>> Start

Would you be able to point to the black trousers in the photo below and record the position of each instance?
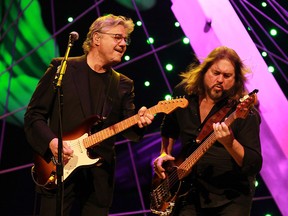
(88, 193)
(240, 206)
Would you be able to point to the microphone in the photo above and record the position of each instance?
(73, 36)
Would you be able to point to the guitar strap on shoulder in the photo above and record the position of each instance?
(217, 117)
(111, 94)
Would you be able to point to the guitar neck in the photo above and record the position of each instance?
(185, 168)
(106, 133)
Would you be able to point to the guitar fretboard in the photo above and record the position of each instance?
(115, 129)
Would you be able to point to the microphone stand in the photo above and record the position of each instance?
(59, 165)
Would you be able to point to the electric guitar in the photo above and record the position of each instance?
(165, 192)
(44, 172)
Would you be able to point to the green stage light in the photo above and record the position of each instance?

>> End

- _Problem to solve_:
Repeat the data word for word, starting at the line containing "Would you be able to point to the guitar fretboard" and going through the end of the data.

- _Reply_:
Would you be able to point to the guitar fretboard in the photo above and record the position of each instance?
(115, 129)
Would you be able to point to the microphone stand in the photo above and record the position of each instance?
(59, 165)
Would you be able to point to the electric guitar in the photo above and record the position of each instance?
(165, 192)
(44, 172)
Would you be able to point to the green stage light in the photo above and record the position of each instance?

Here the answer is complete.